Records from a point labeling set
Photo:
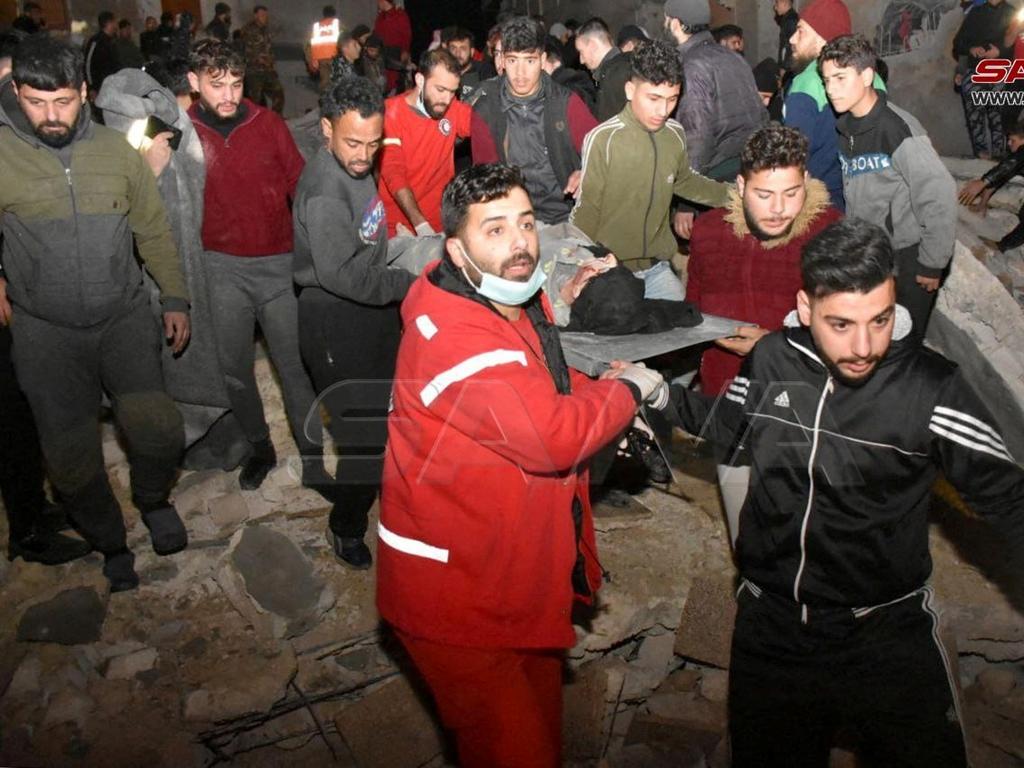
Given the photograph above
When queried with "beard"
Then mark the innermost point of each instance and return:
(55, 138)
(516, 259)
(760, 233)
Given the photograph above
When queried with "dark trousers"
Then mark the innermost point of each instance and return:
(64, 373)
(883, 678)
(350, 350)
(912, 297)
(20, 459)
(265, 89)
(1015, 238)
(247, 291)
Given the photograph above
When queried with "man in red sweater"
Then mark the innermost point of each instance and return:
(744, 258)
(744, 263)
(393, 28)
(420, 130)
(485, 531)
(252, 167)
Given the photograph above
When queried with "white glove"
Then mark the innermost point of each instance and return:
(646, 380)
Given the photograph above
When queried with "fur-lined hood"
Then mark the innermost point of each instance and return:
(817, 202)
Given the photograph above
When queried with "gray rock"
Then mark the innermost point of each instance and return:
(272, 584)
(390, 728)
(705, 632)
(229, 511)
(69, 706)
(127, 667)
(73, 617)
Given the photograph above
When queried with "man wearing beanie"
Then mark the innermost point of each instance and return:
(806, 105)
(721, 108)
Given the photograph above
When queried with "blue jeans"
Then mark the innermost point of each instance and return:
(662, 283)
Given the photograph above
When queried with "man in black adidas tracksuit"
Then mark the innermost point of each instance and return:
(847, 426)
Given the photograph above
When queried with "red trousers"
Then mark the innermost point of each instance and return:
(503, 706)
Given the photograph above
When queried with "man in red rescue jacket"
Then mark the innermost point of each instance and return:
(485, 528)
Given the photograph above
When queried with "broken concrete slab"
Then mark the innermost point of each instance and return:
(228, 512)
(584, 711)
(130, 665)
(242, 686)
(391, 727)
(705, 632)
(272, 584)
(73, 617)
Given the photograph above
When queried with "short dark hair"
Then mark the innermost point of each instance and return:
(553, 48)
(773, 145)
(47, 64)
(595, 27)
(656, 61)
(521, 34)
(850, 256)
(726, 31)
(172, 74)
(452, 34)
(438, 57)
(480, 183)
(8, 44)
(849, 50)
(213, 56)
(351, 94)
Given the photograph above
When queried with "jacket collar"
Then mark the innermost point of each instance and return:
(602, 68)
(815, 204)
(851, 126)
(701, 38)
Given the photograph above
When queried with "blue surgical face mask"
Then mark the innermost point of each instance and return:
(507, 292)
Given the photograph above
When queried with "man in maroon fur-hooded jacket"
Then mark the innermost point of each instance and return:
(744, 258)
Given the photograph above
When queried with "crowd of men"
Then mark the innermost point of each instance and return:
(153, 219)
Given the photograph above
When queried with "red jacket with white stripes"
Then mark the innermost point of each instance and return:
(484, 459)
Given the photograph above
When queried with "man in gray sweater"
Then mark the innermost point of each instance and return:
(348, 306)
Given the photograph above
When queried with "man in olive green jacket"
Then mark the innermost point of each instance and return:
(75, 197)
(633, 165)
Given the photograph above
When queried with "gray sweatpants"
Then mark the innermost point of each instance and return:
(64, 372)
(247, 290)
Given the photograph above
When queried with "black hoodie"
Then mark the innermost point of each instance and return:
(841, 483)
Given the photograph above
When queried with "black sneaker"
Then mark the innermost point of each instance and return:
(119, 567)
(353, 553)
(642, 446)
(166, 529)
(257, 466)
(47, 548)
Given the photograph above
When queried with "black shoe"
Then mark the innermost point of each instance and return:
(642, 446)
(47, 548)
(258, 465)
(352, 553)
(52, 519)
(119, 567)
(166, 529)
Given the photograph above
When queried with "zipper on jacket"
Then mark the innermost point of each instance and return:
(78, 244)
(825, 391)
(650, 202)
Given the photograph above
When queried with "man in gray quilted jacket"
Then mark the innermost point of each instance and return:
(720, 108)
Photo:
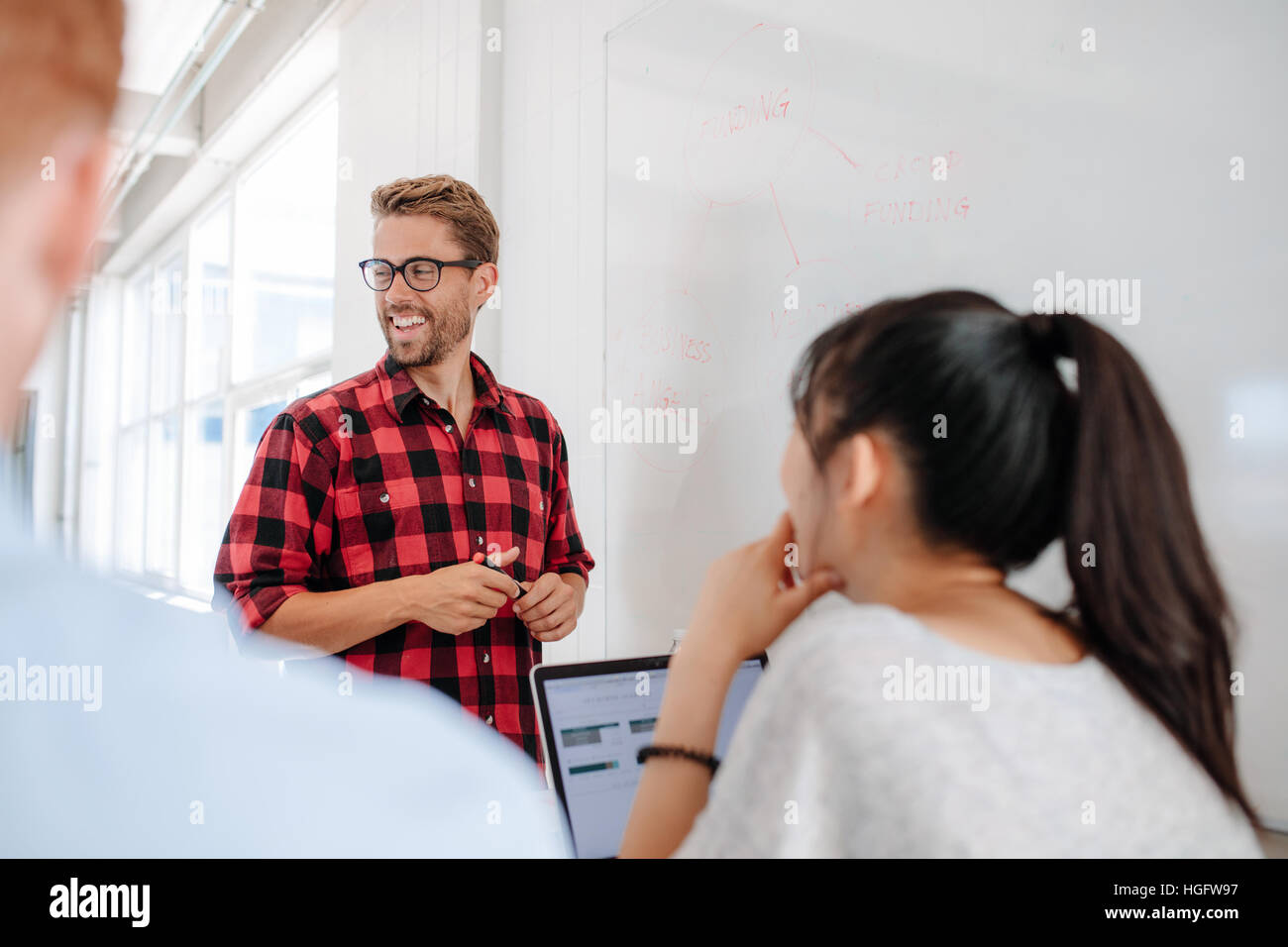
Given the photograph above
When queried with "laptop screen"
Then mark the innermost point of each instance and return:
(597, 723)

## [Description of the task]
Show each line above that contains the string "trousers", copied in full.

## [Response]
When queried with "dark trousers"
When queried with "red trousers"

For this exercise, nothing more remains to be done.